Results 1 to 4 of 4

Thread: OpenCL memory model

  1. #1
    Junior Member
    Join Date
    Sep 2008
    Posts
    11

    OpenCL memory model

    OpenCL describes a "relaxed" memory model.
    Where can I find more information on this?

    Specifically, what is the expected architecture between the host and the device?
    Is it anticipated to be a pipe line over a bus or is it expecting actual shared memory
    between the host and the device?


    Is there any provision to take advantage of true shared memory between the host and the device?
    Do the clEnqueueMapBuffer() and clEnqueueUnmapBuffer() functions work with actual shared memory between the host and device.
    Will this eliminate the need for block copies using the read and write functions?

§ Information given:
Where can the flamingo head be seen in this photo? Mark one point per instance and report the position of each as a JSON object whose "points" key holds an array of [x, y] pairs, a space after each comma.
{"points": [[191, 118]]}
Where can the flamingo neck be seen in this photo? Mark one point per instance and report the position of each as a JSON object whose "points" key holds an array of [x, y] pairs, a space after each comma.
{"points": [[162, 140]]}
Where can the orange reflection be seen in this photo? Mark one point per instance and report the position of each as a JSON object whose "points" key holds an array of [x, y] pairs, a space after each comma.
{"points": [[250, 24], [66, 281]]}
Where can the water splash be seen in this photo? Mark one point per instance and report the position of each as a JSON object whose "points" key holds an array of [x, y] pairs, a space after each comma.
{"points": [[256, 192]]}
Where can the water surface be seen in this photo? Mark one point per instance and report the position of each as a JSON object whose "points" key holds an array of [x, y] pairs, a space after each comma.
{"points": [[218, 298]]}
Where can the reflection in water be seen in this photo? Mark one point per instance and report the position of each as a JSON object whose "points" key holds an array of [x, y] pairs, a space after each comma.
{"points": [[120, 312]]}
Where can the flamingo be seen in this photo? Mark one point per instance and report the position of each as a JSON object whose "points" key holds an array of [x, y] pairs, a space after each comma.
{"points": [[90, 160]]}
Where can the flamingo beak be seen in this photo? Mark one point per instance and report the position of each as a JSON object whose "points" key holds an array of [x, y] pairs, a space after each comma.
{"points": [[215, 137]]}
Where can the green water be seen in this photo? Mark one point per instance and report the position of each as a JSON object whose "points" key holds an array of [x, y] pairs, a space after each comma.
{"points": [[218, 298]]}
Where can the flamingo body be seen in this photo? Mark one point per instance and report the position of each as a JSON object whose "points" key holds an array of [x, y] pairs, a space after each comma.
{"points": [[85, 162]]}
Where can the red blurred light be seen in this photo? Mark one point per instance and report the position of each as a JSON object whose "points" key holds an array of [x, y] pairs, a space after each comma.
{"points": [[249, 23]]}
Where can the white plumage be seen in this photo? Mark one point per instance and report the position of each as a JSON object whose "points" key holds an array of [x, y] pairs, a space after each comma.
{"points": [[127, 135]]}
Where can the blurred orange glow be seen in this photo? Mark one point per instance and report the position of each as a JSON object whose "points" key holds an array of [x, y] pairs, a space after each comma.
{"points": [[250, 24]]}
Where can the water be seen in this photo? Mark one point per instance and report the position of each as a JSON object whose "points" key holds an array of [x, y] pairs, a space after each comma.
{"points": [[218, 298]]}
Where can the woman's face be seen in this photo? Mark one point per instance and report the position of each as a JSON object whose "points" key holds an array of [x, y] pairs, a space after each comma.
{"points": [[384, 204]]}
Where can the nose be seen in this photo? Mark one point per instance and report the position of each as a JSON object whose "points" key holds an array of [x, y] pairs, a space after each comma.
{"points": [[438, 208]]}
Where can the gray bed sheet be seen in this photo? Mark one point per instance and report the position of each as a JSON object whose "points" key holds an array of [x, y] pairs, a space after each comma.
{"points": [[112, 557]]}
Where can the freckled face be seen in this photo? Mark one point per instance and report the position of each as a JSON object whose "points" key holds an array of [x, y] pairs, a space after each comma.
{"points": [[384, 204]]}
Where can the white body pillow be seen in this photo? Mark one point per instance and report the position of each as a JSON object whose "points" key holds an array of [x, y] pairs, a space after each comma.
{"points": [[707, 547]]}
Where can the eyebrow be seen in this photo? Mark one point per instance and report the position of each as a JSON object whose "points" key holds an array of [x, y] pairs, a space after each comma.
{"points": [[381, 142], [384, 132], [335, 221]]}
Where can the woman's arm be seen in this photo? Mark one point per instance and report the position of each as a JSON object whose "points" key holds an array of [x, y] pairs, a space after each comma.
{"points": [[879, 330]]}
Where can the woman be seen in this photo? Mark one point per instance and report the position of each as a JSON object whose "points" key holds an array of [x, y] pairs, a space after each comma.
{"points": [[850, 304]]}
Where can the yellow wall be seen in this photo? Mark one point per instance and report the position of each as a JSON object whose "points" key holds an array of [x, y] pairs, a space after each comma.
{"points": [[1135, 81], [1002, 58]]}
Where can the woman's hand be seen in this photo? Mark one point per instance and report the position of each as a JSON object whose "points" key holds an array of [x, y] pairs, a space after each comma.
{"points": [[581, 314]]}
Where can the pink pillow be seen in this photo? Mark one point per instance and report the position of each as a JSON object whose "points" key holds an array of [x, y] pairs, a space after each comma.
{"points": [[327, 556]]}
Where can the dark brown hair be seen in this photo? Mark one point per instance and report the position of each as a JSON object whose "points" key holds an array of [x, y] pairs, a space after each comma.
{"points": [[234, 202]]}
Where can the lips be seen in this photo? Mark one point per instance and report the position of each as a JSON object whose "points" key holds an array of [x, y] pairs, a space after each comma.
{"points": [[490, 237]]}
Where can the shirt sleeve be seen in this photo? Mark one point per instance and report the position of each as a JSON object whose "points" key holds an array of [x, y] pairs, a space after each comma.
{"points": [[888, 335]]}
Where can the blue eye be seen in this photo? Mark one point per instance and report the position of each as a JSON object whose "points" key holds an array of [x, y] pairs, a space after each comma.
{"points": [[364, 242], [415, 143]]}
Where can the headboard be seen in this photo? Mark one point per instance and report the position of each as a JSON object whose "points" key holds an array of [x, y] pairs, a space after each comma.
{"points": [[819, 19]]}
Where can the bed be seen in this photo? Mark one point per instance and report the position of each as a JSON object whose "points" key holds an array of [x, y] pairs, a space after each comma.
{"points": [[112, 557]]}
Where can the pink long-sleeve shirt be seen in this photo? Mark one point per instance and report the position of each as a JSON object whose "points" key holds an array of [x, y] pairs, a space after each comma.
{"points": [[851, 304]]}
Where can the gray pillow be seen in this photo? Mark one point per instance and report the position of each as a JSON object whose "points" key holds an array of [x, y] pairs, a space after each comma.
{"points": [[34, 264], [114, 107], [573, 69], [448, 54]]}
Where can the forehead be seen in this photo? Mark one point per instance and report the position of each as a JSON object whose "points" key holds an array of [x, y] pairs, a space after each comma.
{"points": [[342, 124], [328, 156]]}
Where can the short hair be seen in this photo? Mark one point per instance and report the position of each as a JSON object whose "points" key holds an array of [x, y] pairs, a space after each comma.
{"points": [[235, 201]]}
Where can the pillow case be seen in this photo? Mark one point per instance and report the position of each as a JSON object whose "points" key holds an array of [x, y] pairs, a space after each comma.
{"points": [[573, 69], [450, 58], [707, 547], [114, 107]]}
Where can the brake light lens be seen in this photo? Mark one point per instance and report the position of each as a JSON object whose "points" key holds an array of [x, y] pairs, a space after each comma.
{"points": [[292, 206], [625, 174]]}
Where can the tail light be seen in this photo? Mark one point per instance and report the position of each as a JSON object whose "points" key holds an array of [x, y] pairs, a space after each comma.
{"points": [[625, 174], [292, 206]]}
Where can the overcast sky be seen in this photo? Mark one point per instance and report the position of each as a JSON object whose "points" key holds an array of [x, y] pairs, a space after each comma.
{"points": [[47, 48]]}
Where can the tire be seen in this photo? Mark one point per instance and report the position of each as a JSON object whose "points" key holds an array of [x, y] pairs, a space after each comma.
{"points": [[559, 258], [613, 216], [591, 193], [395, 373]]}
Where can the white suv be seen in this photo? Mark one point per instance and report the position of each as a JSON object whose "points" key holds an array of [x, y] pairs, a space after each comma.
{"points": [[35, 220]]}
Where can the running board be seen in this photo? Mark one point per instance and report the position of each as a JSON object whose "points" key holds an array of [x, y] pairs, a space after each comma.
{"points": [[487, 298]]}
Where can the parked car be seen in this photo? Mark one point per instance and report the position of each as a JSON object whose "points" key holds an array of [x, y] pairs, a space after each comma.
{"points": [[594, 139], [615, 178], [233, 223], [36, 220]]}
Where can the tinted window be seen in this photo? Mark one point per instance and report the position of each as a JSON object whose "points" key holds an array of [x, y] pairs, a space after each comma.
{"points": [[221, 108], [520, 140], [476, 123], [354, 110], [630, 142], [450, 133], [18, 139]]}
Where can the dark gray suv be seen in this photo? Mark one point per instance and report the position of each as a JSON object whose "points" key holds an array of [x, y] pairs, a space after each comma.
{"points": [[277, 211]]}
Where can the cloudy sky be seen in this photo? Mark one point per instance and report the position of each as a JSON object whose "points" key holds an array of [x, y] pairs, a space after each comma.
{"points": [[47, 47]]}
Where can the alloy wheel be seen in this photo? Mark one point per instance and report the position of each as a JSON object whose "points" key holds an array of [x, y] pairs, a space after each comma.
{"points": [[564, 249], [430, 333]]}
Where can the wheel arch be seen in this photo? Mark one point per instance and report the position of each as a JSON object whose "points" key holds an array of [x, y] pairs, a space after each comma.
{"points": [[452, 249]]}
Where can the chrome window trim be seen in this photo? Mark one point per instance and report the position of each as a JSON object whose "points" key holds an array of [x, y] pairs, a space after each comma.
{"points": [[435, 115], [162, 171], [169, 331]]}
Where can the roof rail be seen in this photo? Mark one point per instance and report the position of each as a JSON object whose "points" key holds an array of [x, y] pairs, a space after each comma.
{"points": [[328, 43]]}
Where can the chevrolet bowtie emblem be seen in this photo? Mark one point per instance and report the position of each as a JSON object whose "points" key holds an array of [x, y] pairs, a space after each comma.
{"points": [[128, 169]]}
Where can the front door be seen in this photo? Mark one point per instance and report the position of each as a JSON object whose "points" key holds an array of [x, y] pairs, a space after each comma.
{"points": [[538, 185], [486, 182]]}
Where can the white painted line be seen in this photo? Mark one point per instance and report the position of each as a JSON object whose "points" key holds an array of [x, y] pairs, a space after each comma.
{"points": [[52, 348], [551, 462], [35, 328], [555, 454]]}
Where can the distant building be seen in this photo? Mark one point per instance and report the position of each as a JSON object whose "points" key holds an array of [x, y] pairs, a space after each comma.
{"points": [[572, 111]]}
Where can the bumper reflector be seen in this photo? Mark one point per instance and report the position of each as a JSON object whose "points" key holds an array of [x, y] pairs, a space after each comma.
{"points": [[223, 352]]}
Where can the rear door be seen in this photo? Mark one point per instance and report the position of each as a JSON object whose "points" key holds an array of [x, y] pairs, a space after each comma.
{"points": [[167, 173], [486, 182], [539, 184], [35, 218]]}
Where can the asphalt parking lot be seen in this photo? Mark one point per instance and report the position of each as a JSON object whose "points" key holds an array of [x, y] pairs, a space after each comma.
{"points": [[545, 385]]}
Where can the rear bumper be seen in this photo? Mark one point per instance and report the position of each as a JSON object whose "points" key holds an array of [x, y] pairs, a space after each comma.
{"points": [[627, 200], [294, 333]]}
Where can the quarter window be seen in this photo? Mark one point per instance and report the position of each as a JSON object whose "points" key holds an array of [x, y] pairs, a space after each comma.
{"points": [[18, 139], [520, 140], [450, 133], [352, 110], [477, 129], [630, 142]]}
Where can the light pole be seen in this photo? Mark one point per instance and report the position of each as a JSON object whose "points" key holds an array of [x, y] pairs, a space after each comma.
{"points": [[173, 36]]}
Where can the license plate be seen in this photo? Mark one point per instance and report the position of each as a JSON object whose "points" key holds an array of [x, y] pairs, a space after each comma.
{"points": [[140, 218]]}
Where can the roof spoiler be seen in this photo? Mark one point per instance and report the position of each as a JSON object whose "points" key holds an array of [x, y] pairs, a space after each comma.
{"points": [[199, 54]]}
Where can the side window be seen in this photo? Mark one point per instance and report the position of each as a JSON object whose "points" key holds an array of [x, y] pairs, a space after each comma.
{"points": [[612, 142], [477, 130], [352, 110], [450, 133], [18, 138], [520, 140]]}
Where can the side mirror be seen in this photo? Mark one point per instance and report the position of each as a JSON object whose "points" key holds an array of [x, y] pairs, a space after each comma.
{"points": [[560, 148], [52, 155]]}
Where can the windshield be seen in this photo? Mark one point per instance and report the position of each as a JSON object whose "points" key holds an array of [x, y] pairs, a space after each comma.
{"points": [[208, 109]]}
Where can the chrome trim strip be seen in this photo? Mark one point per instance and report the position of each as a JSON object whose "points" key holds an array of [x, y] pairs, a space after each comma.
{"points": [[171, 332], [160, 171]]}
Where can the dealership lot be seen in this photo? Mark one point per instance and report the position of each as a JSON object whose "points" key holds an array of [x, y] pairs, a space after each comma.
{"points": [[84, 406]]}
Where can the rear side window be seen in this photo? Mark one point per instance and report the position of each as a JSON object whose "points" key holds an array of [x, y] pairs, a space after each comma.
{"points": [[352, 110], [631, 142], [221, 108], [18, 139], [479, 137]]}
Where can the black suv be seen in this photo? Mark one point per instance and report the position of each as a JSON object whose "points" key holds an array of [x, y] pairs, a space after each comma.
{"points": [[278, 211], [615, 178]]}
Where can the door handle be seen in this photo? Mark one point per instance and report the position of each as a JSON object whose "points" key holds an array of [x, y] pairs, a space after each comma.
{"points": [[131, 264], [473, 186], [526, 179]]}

§ Instructions:
A - Summarize the OpenCL memory model thread in two sentences.
B - In the OpenCL memory model thread, what leads the poster to ask where more information can be found? Answer in one or two sentences.
C - Write the next part of the OpenCL memory model thread, picking up after its last sentence.

§ Outputs by task:
A - A forum member notes that OpenCL describes a "relaxed" memory model and asks where more information on it can be found. The member also asks whether the expected architecture between host and device is a pipeline over a bus or actual shared memory, and whether clEnqueueMapBuffer() and clEnqueueUnmapBuffer() work with true shared memory so that block copies with the read and write functions are no longer needed.

B - The poster asks because OpenCL describes a "relaxed" memory model. In particular, the poster wants to know what architecture is expected between the host and the device.

C -
    please refer to slide 19 in the OpenCL overview:
    http://www.khronos.org/developers/libra ... erview.pdf
    I am curious to know if the red block labeled "Global Memory" is on the host or on the device,
    and what the bi directional arrow between the "Compute Device" block and the "Compute Device Memory" block represents.


    Thank you

  2. #2
    Senior Member
    Join Date
    Jul 2009
    Location
    Northern Europe
    Posts
    311

    Re: OpenCL memory model

    I would suggest looking at the OpenCL spec. It covers a fair amount of detail as to what the memory model consists of.

    With regards to performance optimizations for mapping vs. reading, those are up to the vendors to implement for their platforms as needed, so the spec doesn't really say anything about them.

  3. #3
    Junior Member
    Join Date
    Feb 2010
    Posts
    2

    Re: OpenCL memory model

    re: dbs2's comment that the spec "covers a fair amount of detail"

    Perhaps it covers a fair amount of detail, but it is not sufficient.

    In particular, the operations relating to USE_HOST_PTR and COPY_HOST_PTR
    do not specify the obligation of the implementation relative to updates to
    the host buffer on the host side of a host-gpu interface, nor does it
    specify adequately or unambiguously the obligation of the implementation
    relative to updates on the gpu side to the memory object.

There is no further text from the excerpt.